= What to work on =
Return verbatim the lines of the data from the line with "Pass this photo to locate to point out the dense" up to and including the line with "x=509, y=115", and nothing else.

= Extracted material =
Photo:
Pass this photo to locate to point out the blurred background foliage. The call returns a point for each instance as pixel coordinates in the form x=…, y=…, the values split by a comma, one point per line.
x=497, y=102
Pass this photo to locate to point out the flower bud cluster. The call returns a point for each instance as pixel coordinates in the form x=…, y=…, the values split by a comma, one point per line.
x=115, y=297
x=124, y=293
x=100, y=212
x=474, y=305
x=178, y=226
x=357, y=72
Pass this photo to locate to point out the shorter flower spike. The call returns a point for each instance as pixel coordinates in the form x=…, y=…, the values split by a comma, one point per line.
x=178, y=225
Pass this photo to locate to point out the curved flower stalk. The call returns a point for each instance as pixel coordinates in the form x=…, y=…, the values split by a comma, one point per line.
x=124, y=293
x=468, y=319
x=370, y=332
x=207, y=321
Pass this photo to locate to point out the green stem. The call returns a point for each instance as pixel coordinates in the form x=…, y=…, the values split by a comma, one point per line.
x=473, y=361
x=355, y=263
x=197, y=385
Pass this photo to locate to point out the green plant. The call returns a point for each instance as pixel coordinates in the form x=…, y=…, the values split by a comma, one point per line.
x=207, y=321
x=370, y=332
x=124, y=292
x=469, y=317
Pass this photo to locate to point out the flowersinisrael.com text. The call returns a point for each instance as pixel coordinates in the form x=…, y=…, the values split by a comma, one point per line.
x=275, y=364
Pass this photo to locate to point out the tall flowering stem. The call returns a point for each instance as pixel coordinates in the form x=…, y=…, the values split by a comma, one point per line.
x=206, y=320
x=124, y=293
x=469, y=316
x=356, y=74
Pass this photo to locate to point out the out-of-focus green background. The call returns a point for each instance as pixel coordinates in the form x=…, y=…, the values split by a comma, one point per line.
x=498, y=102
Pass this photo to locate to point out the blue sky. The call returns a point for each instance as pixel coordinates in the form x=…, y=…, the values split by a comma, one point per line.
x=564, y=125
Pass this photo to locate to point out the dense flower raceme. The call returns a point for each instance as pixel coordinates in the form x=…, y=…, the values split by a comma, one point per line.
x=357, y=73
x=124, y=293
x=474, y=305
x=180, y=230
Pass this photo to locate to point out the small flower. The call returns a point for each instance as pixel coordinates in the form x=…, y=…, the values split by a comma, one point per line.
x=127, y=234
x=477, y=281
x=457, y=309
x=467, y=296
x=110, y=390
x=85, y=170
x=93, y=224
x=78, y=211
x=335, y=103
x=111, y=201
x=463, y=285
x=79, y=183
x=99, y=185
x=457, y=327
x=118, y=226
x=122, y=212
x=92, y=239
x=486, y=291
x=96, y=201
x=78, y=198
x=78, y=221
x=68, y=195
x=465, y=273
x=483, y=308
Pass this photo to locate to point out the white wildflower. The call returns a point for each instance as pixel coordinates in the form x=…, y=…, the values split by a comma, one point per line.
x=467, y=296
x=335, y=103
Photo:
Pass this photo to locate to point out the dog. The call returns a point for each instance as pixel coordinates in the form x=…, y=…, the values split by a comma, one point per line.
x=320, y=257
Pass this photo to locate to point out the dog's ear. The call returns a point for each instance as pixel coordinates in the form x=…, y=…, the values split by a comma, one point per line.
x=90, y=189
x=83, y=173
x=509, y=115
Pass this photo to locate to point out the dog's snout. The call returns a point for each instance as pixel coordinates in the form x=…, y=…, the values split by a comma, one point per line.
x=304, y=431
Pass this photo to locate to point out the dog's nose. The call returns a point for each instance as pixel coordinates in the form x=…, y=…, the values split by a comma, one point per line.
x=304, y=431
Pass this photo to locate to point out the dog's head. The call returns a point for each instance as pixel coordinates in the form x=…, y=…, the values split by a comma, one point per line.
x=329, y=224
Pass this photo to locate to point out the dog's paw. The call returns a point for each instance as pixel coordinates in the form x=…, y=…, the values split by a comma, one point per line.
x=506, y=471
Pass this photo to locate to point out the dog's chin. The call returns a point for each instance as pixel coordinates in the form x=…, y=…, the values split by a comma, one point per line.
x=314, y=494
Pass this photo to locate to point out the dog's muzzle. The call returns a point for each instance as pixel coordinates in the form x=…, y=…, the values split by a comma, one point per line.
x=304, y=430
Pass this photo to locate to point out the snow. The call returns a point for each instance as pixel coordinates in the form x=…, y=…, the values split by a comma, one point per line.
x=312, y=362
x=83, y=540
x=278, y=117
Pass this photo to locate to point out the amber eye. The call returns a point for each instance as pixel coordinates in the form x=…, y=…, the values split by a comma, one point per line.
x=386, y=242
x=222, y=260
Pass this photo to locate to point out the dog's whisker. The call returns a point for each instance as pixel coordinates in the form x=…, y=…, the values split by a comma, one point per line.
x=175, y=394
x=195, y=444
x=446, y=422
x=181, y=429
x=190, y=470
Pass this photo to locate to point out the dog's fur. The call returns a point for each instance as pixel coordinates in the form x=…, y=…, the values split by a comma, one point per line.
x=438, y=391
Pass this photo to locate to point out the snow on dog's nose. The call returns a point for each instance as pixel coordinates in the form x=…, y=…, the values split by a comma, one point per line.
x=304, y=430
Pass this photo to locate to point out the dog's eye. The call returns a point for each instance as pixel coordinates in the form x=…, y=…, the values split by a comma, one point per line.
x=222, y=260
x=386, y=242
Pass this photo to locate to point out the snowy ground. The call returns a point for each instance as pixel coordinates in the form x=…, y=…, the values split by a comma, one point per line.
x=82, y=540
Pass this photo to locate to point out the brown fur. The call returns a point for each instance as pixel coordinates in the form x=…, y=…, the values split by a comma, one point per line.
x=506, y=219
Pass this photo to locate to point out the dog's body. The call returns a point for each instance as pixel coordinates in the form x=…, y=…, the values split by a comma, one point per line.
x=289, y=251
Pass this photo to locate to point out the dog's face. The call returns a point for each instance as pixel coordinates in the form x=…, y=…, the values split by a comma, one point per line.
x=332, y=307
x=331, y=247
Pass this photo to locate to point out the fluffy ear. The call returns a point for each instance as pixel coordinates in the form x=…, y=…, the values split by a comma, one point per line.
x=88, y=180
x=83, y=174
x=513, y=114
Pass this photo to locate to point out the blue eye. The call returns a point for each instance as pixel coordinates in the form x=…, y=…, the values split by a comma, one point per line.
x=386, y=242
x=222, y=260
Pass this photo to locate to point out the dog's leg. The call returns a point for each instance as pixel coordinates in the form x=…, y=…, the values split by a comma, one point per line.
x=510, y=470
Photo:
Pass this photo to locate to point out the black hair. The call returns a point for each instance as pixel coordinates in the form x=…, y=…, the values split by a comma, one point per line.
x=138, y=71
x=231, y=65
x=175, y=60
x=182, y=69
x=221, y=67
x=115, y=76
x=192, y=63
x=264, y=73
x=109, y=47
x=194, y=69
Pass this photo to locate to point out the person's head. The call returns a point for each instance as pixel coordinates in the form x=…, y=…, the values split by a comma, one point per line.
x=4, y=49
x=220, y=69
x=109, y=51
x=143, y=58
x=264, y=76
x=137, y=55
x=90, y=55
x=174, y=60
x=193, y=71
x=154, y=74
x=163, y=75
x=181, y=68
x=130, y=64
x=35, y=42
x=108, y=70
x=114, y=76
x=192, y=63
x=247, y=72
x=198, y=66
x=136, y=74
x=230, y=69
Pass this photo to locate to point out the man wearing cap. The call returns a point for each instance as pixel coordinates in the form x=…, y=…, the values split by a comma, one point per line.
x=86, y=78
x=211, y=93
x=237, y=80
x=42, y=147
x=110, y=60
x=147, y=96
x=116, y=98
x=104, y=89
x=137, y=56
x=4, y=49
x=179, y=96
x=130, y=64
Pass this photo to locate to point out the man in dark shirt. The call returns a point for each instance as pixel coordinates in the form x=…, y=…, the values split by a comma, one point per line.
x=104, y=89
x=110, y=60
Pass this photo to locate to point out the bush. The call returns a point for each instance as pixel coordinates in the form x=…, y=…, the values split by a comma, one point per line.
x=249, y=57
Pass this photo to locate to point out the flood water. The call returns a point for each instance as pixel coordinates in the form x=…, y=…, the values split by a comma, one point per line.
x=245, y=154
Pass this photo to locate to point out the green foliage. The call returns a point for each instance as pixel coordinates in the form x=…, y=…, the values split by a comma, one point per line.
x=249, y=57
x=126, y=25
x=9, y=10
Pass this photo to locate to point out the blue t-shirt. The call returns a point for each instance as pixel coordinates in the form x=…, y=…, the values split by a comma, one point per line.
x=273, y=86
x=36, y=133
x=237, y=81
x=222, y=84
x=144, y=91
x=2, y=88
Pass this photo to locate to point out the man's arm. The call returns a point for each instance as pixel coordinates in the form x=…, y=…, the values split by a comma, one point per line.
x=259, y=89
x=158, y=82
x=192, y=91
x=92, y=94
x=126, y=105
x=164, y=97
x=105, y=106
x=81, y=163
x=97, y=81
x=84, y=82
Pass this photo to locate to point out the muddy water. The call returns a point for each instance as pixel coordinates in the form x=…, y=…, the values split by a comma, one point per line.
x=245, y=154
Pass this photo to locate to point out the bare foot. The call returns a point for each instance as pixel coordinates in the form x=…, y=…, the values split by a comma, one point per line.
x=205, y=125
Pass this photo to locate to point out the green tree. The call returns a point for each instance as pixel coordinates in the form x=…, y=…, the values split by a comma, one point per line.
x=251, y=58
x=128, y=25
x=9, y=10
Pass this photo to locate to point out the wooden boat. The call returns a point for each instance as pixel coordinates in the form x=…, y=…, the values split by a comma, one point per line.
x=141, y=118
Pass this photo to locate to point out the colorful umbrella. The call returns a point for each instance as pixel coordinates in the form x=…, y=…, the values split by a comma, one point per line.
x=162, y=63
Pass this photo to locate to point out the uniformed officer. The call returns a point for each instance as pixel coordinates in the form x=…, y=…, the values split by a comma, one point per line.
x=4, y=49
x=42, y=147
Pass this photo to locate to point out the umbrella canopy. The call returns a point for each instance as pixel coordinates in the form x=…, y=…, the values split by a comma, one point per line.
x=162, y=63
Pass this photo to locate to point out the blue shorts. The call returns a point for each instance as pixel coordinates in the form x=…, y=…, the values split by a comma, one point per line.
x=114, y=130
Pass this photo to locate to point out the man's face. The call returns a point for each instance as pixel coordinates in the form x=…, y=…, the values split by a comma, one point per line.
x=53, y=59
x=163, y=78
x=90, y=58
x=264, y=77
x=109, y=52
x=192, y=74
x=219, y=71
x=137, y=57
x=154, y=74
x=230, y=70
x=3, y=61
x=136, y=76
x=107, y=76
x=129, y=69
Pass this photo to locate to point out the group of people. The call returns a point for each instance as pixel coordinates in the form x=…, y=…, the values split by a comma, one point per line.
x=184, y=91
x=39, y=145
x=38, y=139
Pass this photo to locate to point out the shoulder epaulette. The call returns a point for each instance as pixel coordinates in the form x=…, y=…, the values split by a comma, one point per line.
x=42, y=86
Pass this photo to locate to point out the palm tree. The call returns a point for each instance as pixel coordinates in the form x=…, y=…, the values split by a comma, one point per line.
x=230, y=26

= Final result =
Pass this photo to locate to point out the dense flower raceme. The call returns a point for each instance as pixel coordinates in the form x=…, y=…, the values split by a comma, one point per line.
x=357, y=73
x=124, y=293
x=474, y=305
x=180, y=230
Pass this photo to locate to point out the small flower. The call returns a point for each instance as pixel coordinates in the form x=…, y=…, the values split by a comma, one point per line.
x=127, y=234
x=477, y=281
x=457, y=309
x=467, y=296
x=110, y=390
x=85, y=170
x=93, y=224
x=78, y=211
x=335, y=103
x=111, y=201
x=463, y=285
x=79, y=183
x=99, y=185
x=457, y=327
x=118, y=226
x=122, y=212
x=92, y=239
x=486, y=291
x=96, y=201
x=78, y=198
x=78, y=221
x=68, y=195
x=465, y=273
x=483, y=308
Pass this photo to locate to point out the white wildflower. The call returns a point for each instance as pixel coordinates in the form x=…, y=…, the values split by a comma, one point per line.
x=467, y=296
x=335, y=103
Photo:
Pass this photo to locate to point out the dog. The call returns a point for each instance as pixel coordinates in the form x=…, y=…, the values split by a comma, one point per line.
x=320, y=257
Pass this photo to locate to point out the dog's ear. The call returns a point for each instance as pixel coordinates in the form x=…, y=…, the values split by a comma, one point per line.
x=90, y=189
x=83, y=173
x=509, y=115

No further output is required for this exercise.